Given instruction:
Repeat every one of the rows below word for word, leaving out the pictures.
>> BEGIN Data provided
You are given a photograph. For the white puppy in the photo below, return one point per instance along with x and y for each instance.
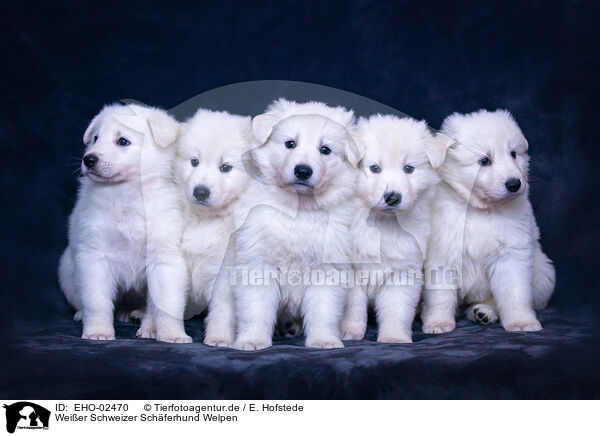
(484, 250)
(125, 230)
(391, 226)
(212, 177)
(307, 163)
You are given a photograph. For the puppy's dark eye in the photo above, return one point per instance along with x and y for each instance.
(325, 150)
(225, 168)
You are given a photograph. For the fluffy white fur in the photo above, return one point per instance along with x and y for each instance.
(125, 230)
(483, 233)
(209, 157)
(391, 239)
(297, 225)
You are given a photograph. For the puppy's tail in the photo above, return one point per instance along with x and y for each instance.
(544, 278)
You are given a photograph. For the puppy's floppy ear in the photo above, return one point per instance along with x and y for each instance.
(262, 126)
(164, 128)
(87, 136)
(436, 147)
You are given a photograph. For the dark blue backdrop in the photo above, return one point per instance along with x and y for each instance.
(63, 61)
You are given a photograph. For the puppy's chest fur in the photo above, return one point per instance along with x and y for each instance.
(310, 238)
(486, 236)
(116, 223)
(204, 245)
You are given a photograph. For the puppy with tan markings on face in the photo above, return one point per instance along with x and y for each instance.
(391, 226)
(306, 160)
(484, 253)
(212, 178)
(125, 230)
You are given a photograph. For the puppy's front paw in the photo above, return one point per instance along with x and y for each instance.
(174, 337)
(437, 327)
(99, 334)
(353, 331)
(252, 344)
(482, 314)
(324, 343)
(529, 325)
(218, 341)
(146, 332)
(394, 339)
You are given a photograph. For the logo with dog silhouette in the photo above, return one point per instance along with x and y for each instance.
(26, 415)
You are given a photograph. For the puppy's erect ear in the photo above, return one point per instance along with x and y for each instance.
(87, 136)
(164, 128)
(262, 126)
(436, 147)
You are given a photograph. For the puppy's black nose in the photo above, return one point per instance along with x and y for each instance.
(89, 160)
(392, 198)
(201, 193)
(513, 185)
(303, 172)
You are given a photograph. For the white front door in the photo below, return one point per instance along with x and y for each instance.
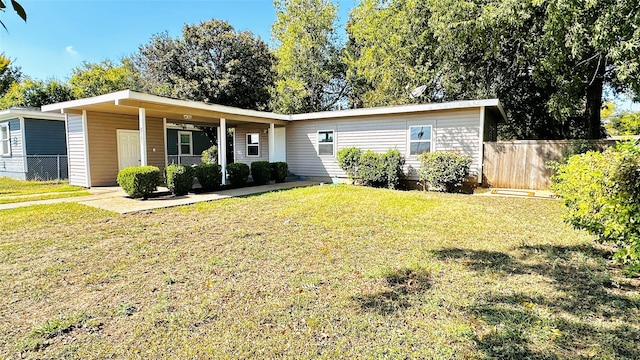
(128, 148)
(280, 151)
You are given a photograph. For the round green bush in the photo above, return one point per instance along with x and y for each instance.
(279, 171)
(209, 176)
(179, 179)
(444, 170)
(139, 181)
(261, 172)
(238, 174)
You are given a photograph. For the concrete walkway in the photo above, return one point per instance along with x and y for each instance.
(114, 198)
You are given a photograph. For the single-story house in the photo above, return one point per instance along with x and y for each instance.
(32, 145)
(126, 128)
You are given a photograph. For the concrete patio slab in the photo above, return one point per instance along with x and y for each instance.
(116, 200)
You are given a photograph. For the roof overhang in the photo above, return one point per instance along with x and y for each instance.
(128, 102)
(404, 109)
(30, 114)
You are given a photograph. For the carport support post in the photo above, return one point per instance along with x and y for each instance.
(272, 141)
(142, 120)
(222, 149)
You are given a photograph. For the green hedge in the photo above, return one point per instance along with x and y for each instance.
(238, 174)
(179, 178)
(371, 168)
(139, 181)
(261, 172)
(444, 170)
(279, 171)
(209, 176)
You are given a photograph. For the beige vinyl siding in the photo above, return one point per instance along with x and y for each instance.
(76, 143)
(451, 130)
(240, 146)
(103, 150)
(13, 165)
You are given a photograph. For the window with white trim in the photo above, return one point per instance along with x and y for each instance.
(253, 144)
(185, 143)
(5, 140)
(325, 142)
(419, 139)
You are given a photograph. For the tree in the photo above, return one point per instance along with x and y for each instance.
(8, 74)
(35, 93)
(16, 7)
(91, 79)
(548, 61)
(211, 63)
(310, 70)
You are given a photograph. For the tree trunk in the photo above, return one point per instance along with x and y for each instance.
(594, 102)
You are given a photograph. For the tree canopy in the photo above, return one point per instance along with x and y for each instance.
(93, 79)
(310, 72)
(211, 62)
(35, 93)
(548, 61)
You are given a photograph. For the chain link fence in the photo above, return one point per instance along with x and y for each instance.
(47, 167)
(184, 159)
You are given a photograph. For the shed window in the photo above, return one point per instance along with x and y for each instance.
(5, 140)
(419, 139)
(325, 142)
(253, 144)
(185, 143)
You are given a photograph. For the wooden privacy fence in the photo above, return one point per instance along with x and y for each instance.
(521, 164)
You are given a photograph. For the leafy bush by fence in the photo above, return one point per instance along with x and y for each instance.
(601, 192)
(444, 170)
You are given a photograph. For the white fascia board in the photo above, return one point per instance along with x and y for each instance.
(60, 107)
(403, 109)
(30, 114)
(205, 106)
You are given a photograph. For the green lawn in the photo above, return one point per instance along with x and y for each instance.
(320, 272)
(13, 190)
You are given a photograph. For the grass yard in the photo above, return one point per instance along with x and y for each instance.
(13, 190)
(319, 272)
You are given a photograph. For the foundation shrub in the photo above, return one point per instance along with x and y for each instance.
(209, 176)
(279, 171)
(444, 170)
(139, 181)
(238, 174)
(179, 178)
(260, 172)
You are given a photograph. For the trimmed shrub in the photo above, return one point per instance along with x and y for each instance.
(209, 176)
(260, 172)
(393, 163)
(210, 155)
(372, 169)
(601, 192)
(179, 178)
(279, 171)
(139, 181)
(349, 160)
(238, 174)
(444, 170)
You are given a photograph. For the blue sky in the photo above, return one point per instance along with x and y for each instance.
(60, 34)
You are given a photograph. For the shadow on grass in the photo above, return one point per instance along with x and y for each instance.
(590, 314)
(401, 284)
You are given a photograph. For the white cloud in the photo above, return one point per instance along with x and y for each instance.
(70, 50)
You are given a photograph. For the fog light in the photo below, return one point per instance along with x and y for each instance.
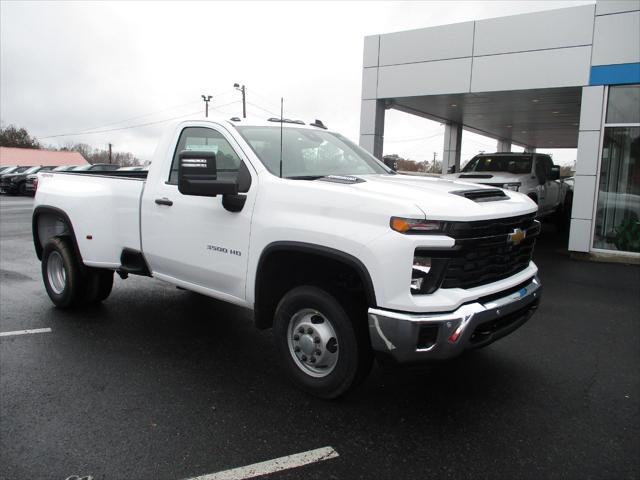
(453, 338)
(419, 272)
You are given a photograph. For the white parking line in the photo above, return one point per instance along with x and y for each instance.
(25, 332)
(272, 466)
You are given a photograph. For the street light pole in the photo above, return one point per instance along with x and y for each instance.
(244, 100)
(206, 99)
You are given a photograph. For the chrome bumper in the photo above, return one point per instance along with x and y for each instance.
(411, 337)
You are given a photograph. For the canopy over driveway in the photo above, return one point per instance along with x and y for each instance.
(540, 80)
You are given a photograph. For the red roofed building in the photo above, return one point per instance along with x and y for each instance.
(34, 157)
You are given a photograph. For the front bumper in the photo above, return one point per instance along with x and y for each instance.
(414, 337)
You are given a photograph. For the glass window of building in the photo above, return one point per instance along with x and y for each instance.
(617, 224)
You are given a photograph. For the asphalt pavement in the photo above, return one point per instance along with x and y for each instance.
(160, 383)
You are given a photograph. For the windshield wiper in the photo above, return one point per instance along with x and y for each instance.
(306, 177)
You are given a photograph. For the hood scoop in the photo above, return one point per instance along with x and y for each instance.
(483, 195)
(345, 179)
(474, 175)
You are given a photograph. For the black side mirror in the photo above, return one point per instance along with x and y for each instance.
(197, 175)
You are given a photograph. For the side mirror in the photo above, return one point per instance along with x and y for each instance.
(198, 175)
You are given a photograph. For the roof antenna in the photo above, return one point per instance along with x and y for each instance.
(281, 122)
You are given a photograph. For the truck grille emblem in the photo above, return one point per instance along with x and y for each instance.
(517, 236)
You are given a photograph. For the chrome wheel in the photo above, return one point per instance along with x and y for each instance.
(56, 273)
(313, 343)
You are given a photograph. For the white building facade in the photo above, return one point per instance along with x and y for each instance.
(565, 78)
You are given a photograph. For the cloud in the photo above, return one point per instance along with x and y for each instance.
(68, 66)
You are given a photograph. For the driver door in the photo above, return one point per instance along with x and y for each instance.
(195, 239)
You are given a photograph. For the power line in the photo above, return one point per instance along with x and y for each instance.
(86, 130)
(90, 132)
(263, 109)
(123, 128)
>> END Data provided
Solution for this exercise:
You are given a photograph. For the white puppy in the photo below, return one point per instance along with x and y for each instance.
(484, 250)
(125, 230)
(391, 226)
(212, 177)
(307, 163)
You are given a photograph. For the puppy's dark eye in the photo above, return one point per instance along with x and y for each instance.
(325, 150)
(225, 168)
You are given a photograph. For the fluffy white fur in the photo above, return one point per instance along with x and y for each instance.
(125, 230)
(483, 233)
(209, 157)
(391, 239)
(297, 225)
You are given a photograph. For the puppy's tail in the photo above, return one point per instance along with x and y for each instance.
(544, 278)
You are given a photograph. For the puppy's floppy ear in the photo above, return one point per instance along with x and y for each instance.
(262, 126)
(164, 128)
(87, 136)
(436, 147)
You are given a photograph. For the dark blue backdrop in the photo above, return one point per instance along with x and y for each instance.
(63, 61)
You are given a photograph. For the puppy's chest fur in the photo above, return one point per instance along with x and y for each instance.
(310, 238)
(486, 236)
(116, 223)
(204, 245)
You are given a photograph. For the puppy with tan markings on face in the photo above, return one point per instance along with x and y for each instance.
(391, 226)
(306, 160)
(484, 253)
(212, 178)
(125, 230)
You are given a photograph. For the puppy's front paw in the photo above, return one point per instance along with x and y for each instance.
(174, 337)
(437, 327)
(99, 334)
(353, 331)
(252, 344)
(482, 314)
(324, 343)
(529, 325)
(218, 341)
(146, 332)
(394, 339)
You are given a photograph. For the logo with dog silhouette in the photo above, return one point per instance along with x and y for each instance.
(26, 415)
You are given a photograph. For the puppy's erect ear in the photo above, return one point per instance along with x and y for each instance.
(87, 136)
(164, 128)
(262, 126)
(436, 147)
You are given a photograph. For the puppy's black nose in the photo above, return one point per instance along with x and y for each instance.
(89, 160)
(392, 198)
(201, 193)
(513, 185)
(303, 172)
You are given a photograph. For the white front door in the photo below, return one point per instance along with x and y for each instance.
(128, 148)
(280, 151)
You are given a photograph. For the round green bush in the photo above, return one point per instance along with x and y for each instance.
(279, 171)
(209, 176)
(179, 179)
(444, 170)
(139, 181)
(261, 172)
(238, 174)
You are given a photograph. For the concrete walkway in the photo above, return one point per instance along with x and y for each instance.
(114, 198)
You are given a photograph. For the single-story house in the photo above, return one point per instance along with x and y for each instance.
(32, 145)
(126, 128)
You are given a photograph. For the concrete patio slab in the photo above, return one point per instance along with x and y for each instance.
(116, 200)
You are given a photograph. For the roof overhang in the photo above, return one point per instance along with x and y for each instance.
(128, 102)
(404, 109)
(30, 114)
You are given a photograph. For the carport support post in the photo above, return one point per instance along with x and y for each instance.
(272, 141)
(142, 120)
(222, 149)
You are given a photograph. For the green hedge in the photo above, return one point per instance along with x and y for each instance.
(238, 174)
(179, 178)
(371, 168)
(139, 181)
(261, 172)
(444, 170)
(279, 171)
(209, 176)
You are given a photograph. For the beige vinyl siding in the photo above, return one point per instance along with x and y for each instance.
(76, 143)
(451, 130)
(240, 146)
(103, 150)
(13, 165)
You are given a photograph. For the window with white trim in the photo above, return one point per instance along with x and y for each instance.
(253, 144)
(185, 143)
(5, 140)
(325, 142)
(419, 139)
You are given a photograph. For the tree in the photo above, return one point per instance along with x and y for each instance.
(8, 74)
(35, 93)
(16, 7)
(91, 79)
(548, 61)
(211, 63)
(310, 70)
You are given a photograph. For the tree trunk in the photo above, return one point per instance along with x and y for each instance.
(594, 102)
You are given a photograph. For the tree canopy in the photo above, return one point per instance along with x and y for each instance.
(93, 79)
(310, 72)
(211, 62)
(35, 93)
(548, 61)
You are given a photograph. For the chain link fence in the photo above, return one point per instance along with x and y for each instance.
(47, 167)
(184, 159)
You are given a photograph. For the shed window in the photo above, return one point per instance along with x and y for each instance.
(5, 140)
(419, 139)
(325, 142)
(253, 144)
(185, 143)
You are given a photograph. For the wooden privacy fence in the photo above, return one point per instance along with x and y for each instance.
(521, 164)
You are given a photograph. For the leafy bush by fence in the photo above, return one point per instance along with x and y for each instance.
(601, 192)
(444, 170)
You are given a photograph. For the white fascia board in the photo above, return one point per instance along with x and y for each instance.
(60, 107)
(403, 109)
(30, 114)
(205, 106)
You are given a photograph. For the green lawn in the photo above, return one point per instance along with x and y for each instance.
(320, 272)
(13, 190)
You are given a photograph. For the grass yard in the photo above, return one point per instance along with x and y for each instance.
(13, 190)
(319, 272)
You are given a photograph. For the foundation shrub in the photo above, return one point per instance along with x and y for each instance.
(209, 176)
(279, 171)
(444, 170)
(139, 181)
(238, 174)
(179, 178)
(260, 172)
You are given a photograph. For the trimmed shrub in the photo above, return one point per instance along with x and y for each instance.
(209, 176)
(260, 172)
(393, 163)
(210, 155)
(372, 169)
(601, 192)
(179, 178)
(279, 171)
(139, 181)
(349, 160)
(238, 174)
(444, 170)
You are given a photograph. For the blue sky in the photo above, return one point per instance along with x and y for each instance.
(60, 34)
You are given a photograph. For the shadow on grass in the photo above, return one point per instance along with x and y for each instance.
(590, 314)
(401, 284)
You are given a photograph. For the white cloud in the photo above, return one point per instance along with x and y for each instance.
(70, 50)
You are given a photograph. For the fog light in the photo below, return one point per instance along with x and y for each instance.
(453, 338)
(419, 272)
You are given a photograph. For the white parking line in the photo above, return one point per instance along with x and y for each instance.
(25, 332)
(272, 466)
You are given a photograph. For the street light pole in the photo above, return one point per instance along with x and y for each instance.
(244, 100)
(206, 99)
You are given a photograph. For the chrome bumper in the photo above, return one point per instance along with x and y for each instance.
(411, 337)
You are given a photograph. For the canopy over driveway in the photo above, return one point per instance along with x and y for each instance.
(540, 80)
You are given a photograph. For the red roofed building in the photo above, return one point per instance along with x and y for each instance.
(34, 157)
You are given a photograph. For the front bumper in the photo above, return one point per instance along with x and y for each instance.
(414, 337)
You are given a photograph. For the glass window of building in the photo above, return one point per instance along with x and y for each instance.
(617, 224)
You are given a photograph. For the asphalt pavement in the photo above, return one point per instance along with x and y for each instance.
(160, 383)
You are given a photograph. For the windshield wiper in the photo above, return one point per instance along with x and y for each instance.
(306, 177)
You are given a photograph. For the hood scoop in the photo above, return one point per instance along with x and y for each instance.
(483, 195)
(345, 179)
(474, 175)
You are given a photograph. For the black side mirror in the photo above, return one point per instance along with x and y for each instance.
(197, 175)
You are given a photograph. For the side mirror in the photo above, return one point per instance along with x and y for each instance.
(198, 175)
You are given a photograph. For the roof antenna in the photo above, return one point per instance along with x and y for each instance.
(281, 122)
You are given a photograph. For the truck grille emblem in the photo above, return one point per instance along with x and y for each instance.
(517, 236)
You are given a photograph. For the chrome wheel in the photo above, return one point per instance along with x and y for each instance.
(56, 273)
(313, 343)
You are given a photograph. For the white building facade in the photo above, return one point per instance along with x and y for each instance.
(565, 78)
You are given a photograph. For the cloud in the photo above, return one point per instance along with x and y for each instance.
(68, 66)
You are given a photograph. For the driver door in the photo above, return one point per instance along with x and y for each instance.
(195, 239)
You are given a photograph. For the power line in the photo above, return one point per instance along with x and y for each instance.
(86, 130)
(90, 132)
(263, 109)
(123, 128)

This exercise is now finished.